Segment Start: Quoted passage
Philip Surendran | The Dartmouth

Some Democrats and progressives have suggested expanding the Supreme Court in order to counterbalance the current conservative majority, with Biden committing to creating a commission exploring potential Supreme Court reform should he be elected. Dartmouth students are more evenly divided on the issue of court expansion than they are on Barrett’s confirmation, with 44% in favor while 45% of students oppose such reforms. Among Democrats, the issue is more divisive, with 59% of Democrats in favor while 32% oppose, while Republicans are almost uniformly against the idea, with 93% against. Independents too seem against the idea with 56% opposed and just 29% in favor.

Majority of students plan on voting absentee, not all confident in the integrity of election 

The COVID-19 pandemic has resulted in a completely new voting environment, with a surge in absentee voting and sharp declines in in-person voting. The majority of Dartmouth students (59%) have voted or plan to vote absentee, while 16% say they will participate in early voting and just 21% plan to vote in person on Election Day.

With the rise in popularity of alternative forms of voting, Trump has claimed without evidence that absentee ballots, which are generally expected to favor Biden, may be liable to fraud. While most Dartmouth students seem to be confident in the integrity of the election, with 58% of students indicating they are very or somewhat confident, a notable minority of 25% are somewhat or very unconfident. A strong majority of students, 73%, are confident in the integrity of mail-in voting, with only 20% of students very or somewhat unconfident. Correspondingly, 85% of students are somewhat or very confident that their vote will be counted in the election. Voters who plan on voting in person on Election Day are significantly more likely (70%) to be confident that their votes will be counted than voters who plan on voting by mail, of whom only 43% described themselves as very confident, with another 39% saying they were somewhat confident.

Students rate climate change, COVID-19 pandemic among top issues  

As part of the survey students were asked to rank the top three issues they considered most important. Going into the election, climate change and the environment ranks as Dartmouth students’ top issue, with 56% of students placing it in their top three issues. Following closely are the COVID-19 pandemic with 45% and racial justice at 44%. All three are issues that have become increasingly prominent in the last six months, though not in a bipartisan way. There exists a significant partisan gap in importance placed on the above issues: all three are far more important to Democrat-identifying students (68% chose climate change, 51% chose COVID-19 and 52% chose racial justice) and independents (51%, 49% and 42%, respectively) than Republican-identifying students (5%, 12% and 4%).
Segment End: Quoted passage
Segment Start: Given data
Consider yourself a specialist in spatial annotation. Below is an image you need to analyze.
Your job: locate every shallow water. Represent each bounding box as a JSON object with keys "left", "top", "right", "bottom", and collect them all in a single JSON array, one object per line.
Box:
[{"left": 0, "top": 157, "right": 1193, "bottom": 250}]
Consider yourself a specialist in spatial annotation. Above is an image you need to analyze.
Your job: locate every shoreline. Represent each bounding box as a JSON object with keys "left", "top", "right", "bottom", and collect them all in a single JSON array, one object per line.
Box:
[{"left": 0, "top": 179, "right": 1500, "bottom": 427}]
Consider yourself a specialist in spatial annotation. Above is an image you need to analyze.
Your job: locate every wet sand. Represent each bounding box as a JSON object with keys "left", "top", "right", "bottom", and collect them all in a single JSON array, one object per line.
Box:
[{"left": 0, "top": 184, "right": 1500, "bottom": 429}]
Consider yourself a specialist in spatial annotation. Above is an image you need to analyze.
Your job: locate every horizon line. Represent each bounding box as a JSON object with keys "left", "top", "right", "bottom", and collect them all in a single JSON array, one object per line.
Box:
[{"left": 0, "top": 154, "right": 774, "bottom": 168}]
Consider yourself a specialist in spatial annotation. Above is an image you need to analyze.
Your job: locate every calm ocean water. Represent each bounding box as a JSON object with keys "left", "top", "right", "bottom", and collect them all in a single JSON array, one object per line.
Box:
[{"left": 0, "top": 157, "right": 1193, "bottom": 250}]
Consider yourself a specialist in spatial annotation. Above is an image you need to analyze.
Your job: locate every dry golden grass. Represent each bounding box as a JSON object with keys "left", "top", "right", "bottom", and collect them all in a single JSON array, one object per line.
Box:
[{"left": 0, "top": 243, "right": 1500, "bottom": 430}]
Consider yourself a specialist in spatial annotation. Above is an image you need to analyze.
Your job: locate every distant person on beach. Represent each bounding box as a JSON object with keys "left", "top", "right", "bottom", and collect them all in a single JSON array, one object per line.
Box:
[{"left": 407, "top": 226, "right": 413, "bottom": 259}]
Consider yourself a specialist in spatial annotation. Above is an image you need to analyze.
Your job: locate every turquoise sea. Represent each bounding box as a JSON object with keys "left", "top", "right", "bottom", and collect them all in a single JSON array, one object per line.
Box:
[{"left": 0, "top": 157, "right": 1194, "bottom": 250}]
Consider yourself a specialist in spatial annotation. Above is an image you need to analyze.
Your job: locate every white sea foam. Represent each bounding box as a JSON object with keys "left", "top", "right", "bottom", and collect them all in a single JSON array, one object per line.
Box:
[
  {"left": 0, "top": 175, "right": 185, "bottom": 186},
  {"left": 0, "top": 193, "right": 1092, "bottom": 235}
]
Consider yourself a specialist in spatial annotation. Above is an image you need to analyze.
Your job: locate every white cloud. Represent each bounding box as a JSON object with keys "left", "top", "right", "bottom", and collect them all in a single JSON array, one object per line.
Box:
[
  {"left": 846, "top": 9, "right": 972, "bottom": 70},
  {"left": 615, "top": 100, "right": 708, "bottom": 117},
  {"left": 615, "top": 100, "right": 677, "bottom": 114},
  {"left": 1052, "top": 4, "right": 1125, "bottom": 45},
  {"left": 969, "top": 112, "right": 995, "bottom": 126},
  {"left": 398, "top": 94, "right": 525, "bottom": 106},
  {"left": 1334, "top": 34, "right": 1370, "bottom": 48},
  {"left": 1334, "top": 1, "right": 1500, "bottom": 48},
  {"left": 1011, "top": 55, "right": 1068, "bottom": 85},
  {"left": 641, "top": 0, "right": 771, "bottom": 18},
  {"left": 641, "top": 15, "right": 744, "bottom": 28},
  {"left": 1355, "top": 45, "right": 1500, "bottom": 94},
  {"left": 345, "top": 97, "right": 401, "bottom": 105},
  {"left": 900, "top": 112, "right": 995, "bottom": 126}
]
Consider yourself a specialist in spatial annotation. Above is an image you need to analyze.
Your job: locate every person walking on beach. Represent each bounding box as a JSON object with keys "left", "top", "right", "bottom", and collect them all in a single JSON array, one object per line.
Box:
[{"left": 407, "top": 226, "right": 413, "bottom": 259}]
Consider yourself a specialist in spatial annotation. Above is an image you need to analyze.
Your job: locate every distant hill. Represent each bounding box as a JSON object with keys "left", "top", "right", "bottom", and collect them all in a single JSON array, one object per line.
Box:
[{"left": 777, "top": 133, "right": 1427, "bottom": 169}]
Segment End: Given data
§ **Explore the material**:
A. In the student survey article, rewrite the passage from "The COVID-19 pandemic has" to "on Election Day.", changing "absentee" to "mail-in".
B. According to the student survey article, what has caused the surge in absentee voting?
C. In the student survey article, what percentage of Dartmouth students put climate change and the environment among their top three issues?

§ **Answers for this exercise**:
A.
The COVID-19 pandemic has resulted in a completely new voting environment, with a surge in mail-in voting and sharp declines in in-person voting. The majority of Dartmouth students (59%) have voted or plan to vote mail-in, while 16% say they will participate in early voting and just 21% plan to vote in person on Election Day.

B. The COVID-19 pandemic has created a completely new voting environment. It brought a surge in absentee voting and sharp declines in in-person voting.

C. 56%